>> Begin Text provided

Unlocking SVM-Optimal MemOps

Unlock optimal memory performance on the SVM by combining libcall overrides with compiler optimizations

Unlocking SVM-Optimal MemOps cover

Introduction

We introduced libcalls in our Accelerating u128 Math with Libcalls and JIT Intrinsics article. In this piece, we explore another dimension of libcalls: using them to generate performant memory operations tailored specifically to the Solana Virtual Machine (SVM) - without requiring any upstream changes to the compiler.

This serves as a concrete example that the limitation does not lie in the upstream LLVM BPF backend. Instead, the libcall model, combined with compiler optimizations, gives developers the tools to unlock bytecode-optimal programs.

In this article, we walk through the two layers of lowering memcmp in the compiler. We first show how libcalls can be overridden to precisely control memory operations at the bytecode level, and then how compiler optimizations take over to eliminate overhead and produce optimal code.

Recap: What are Libcalls?

When handling non-trivial low-level operations that cannot be directly lowered into machine instructions, the Rust compiler relies on a mechanism called library calls (libcalls). Libcalls allow compiler engineers to provide custom implementations for such functionality without needing to fork or modify the entire compiler toolchain.

A Minimal Example: 32-Byte Memory Comparison

The following program simulates a Solana entrypoint that reads a 32-byte Blake3 value directly from raw input (starting at offset 16) and compares it against an expected hash:

rust
pub fn entrypoint(input: *mut u8) -> u64 {
    let pubkey: Blake3Hash = unsafe { Blake3Hash(*(input.add(16) as *const [u8; 32])) };
    if pubkey.0.ne(&Blake3Hash([3u8; 32]).0) {
        return 1;
    }
    0
}

From Rust to Libcall: How Memcmp Emerges

Compilers lower high-level programs in stages before emitting machine code. In Rust, this pipeline goes from HIR to MIR, then into LLVM IR, and finally into target-specific machine code.

To understand how memory comparisons are implemented, let’s trace how our example is lowered through these stages.

At the MIR level, the equality check on [u8; 32] is expanded into a series of inlined trait calls, eventually reaching core::array::equality

rust
let mut _9: &Blake3Hash;
scope 3 (inlined array::equality::<impl PartialEq for [u8; 32]>::ne) {
    scope 4 (inlined <u8 as array::equality::SpecArrayEq<u8, 32>>::spec_ne) {
        let mut _10: bool;
        scope 5 (inlined <u8 as array::equality::SpecArrayEq<u8, 32>>::spec_eq) {
        }
    }
}

While this looks abstract, the key point is that the compiler recognizes this pattern as a fixed-size memory comparison. By the time we reach pre-link LLVM IR, this abstraction is lowered into a direct call to memcmp:

llvm
; <u8 as core::array::equality::SpecArrayEq<u8, 32>>::spec_eq
%1 = call i32 @memcmp(ptr %a, ptr %b, i64 32)

>> End Text provided

§ **Set of tasks**
[a] Reproduce the stretch of the SVM memory operations article from "Introduction" through "to the compiler.".
[b] Carry on with the SVM memory operations article, starting right after its final line.

>> Begin Dataset extract

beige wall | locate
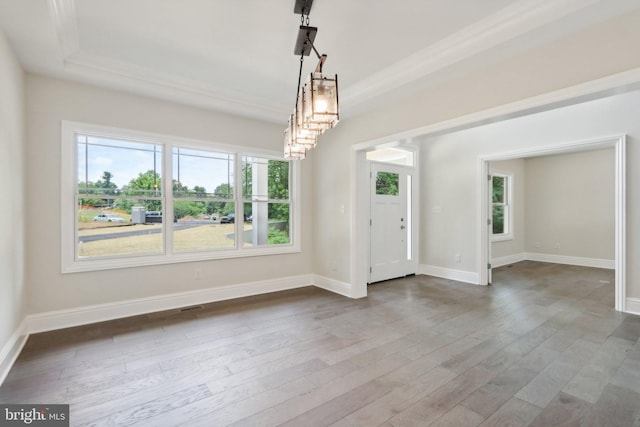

>> End Dataset extract

§ **Answers given**
[a]
Introduction

We introduced libcalls in our Accelerating u128 Math with Libcalls and JIT Intrinsics article. In this piece, we explore another dimension of libcalls: using them to generate performant memory operations tailored specifically to the Solana Virtual Machine (SVM) - without requiring any upstream changes to the compiler.

[b]
%2 = icmp eq i32 %1, 0

From Generic to Specialized: Overriding Memcmp

Without overriding memcmp, the compiler falls back to a default builtin implementation. This typically expands into a byte-by-byte comparison loop, which is correct but highly inefficient in the SVM execution model where every instruction contributes directly to cost.

To take control over this lowering, we can provide our own implementation of memcmp:

rust
pub unsafe extern "C" fn memcmp(a: *const u8, b: *const u8, n: usize) -> i32 {
    let mut i = 0usize;
    // compare 8 bytes at a time
    while i + 8 <= n  {
        let wa = core::ptr::read_unaligned(a.add(i) as *const u64);
        let wb = core::ptr::read_unaligned(b.add(i) as *const u64);
        if wa != wb {
            return 1;
        }
        i += 8;
    }
    // handle remaining bytes
    while i < n {
        if *a.add(i) != *b.add(i) {
            return return 1;
        }
        i += 1;
    }
    0
}

This implementation performs wide (64-bit) comparisons whenever possible, significantly reducing the number of load and branch instructions compared to a naive byte-by-byte loop.

Crucially, this @memcmp resolves to a local symbol rather than an external libcall symbol. Because libcalls are typically emitted as weak symbols, the linker will prefer this definition when present, allowing us to override the default implementation without modifying the compiler.

Compiler Optimizations: Where the Magic Happens

In our example, the comparison size is a constant (n = 32) known at compile time. This allows the optimizer to inline our custom memcmp, propagate the constant, and simplify the control flow before code generation.

As a result, what started as a generic loop-based implementation becomes a fully specialized sequence tailored to a fixed-size comparison.

Concretely, the compiler performs a series of transformations:

  • Inlines the memcmp implementation into the caller
  • Propagates the constant size (n = 32)
  • Unrolls or eliminates loop structures
  • Simplifies control flow and removes dead branches

By the time lowering completes, only the optimal sequence of load/compare instructions remains, without any of the original abstraction overhead.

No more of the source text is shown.